(Collected data)
*** Begin section ***
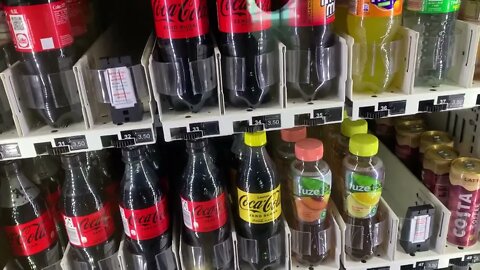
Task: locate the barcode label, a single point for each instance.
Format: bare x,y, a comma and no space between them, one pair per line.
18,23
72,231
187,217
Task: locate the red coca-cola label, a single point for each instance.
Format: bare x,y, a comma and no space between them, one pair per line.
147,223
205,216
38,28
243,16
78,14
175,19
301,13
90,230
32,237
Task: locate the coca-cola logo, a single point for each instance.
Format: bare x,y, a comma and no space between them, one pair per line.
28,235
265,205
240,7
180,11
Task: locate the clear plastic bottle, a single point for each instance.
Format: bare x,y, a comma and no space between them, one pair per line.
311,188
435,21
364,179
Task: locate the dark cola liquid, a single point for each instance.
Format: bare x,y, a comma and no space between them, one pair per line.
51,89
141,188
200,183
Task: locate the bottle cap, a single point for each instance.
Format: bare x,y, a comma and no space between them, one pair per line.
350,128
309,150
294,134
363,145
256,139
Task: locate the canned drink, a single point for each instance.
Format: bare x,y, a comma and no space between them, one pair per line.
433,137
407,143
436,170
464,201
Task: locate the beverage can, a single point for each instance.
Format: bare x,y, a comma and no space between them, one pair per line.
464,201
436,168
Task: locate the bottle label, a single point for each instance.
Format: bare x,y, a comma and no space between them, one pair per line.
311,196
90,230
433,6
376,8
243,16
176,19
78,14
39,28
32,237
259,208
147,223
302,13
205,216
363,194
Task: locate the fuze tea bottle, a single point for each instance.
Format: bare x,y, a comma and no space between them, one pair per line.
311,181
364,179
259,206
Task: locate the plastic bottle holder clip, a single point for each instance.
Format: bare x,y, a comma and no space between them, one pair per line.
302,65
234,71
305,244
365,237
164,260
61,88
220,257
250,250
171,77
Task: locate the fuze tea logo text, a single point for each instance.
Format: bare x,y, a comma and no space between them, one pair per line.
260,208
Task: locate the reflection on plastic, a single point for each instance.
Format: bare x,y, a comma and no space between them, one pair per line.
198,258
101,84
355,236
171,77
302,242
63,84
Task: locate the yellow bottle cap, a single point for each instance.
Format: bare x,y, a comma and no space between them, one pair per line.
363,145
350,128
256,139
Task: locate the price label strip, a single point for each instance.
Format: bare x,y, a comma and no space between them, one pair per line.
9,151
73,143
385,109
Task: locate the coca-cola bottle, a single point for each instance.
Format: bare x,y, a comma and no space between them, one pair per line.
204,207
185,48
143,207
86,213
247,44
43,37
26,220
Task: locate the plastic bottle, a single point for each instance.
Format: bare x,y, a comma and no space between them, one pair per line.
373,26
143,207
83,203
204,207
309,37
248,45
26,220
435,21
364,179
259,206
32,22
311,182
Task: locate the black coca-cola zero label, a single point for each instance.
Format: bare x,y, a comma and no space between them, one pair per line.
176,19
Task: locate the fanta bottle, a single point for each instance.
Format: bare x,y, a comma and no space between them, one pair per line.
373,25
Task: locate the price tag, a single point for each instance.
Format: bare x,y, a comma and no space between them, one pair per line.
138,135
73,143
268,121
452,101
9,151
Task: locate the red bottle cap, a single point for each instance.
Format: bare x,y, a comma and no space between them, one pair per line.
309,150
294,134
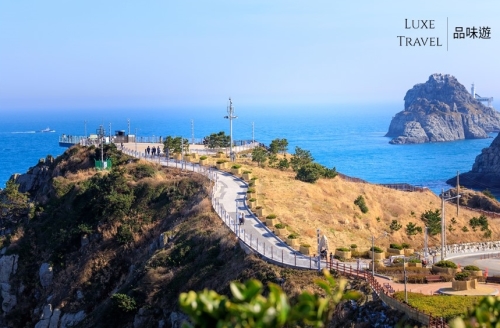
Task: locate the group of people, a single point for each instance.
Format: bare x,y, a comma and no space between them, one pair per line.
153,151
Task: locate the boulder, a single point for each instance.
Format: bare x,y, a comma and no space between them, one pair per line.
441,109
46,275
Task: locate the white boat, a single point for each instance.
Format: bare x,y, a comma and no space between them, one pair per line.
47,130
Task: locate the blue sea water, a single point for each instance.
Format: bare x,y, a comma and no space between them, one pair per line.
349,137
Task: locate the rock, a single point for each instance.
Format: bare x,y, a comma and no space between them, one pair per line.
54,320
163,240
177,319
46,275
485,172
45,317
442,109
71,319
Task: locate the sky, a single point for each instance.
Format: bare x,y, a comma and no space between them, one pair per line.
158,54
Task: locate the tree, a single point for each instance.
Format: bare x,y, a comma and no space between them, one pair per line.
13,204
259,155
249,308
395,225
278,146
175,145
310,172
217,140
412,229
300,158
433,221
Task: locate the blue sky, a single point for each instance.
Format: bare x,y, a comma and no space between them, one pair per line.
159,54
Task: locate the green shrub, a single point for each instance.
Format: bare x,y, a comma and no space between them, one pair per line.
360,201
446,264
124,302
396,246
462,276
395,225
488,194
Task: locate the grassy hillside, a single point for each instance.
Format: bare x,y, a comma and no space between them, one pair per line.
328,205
*** End section ***
Your task is to retype the entries verbatim, starting with the line that holds "Task: locate the white" and stopping after the line that holds "Task: locate the green".

-- Output --
Task: locate the white boat, a single point for each instance.
Format: bare x,y, a comma and no space between them, one pair per line.
47,130
Task: locate the blue sea water, a single point for each instance.
Format: bare x,y, a comma and no space between them, one pair per line.
349,137
Task: locate the rock, a single point for each instance.
Format: bare x,y, a comma and no space between them, one pair per line.
54,320
163,240
177,319
46,275
485,172
45,317
442,109
71,319
Task: locate the sky, a single point for each instance.
Format: bare x,y, a comma and no space between them, one pair per line.
158,54
Task: locate the tree, a single point for each instance.
Format: bare x,y, a comma and no space between them, one pair per line.
13,204
259,155
249,308
395,225
278,146
175,145
310,172
217,140
412,229
300,158
433,221
Task: locate the blue sky, a single point for each instance.
Format: bare x,y, a comma and no space between them, one pair per line.
159,54
Task: locate the green shrub, a single point for each instance.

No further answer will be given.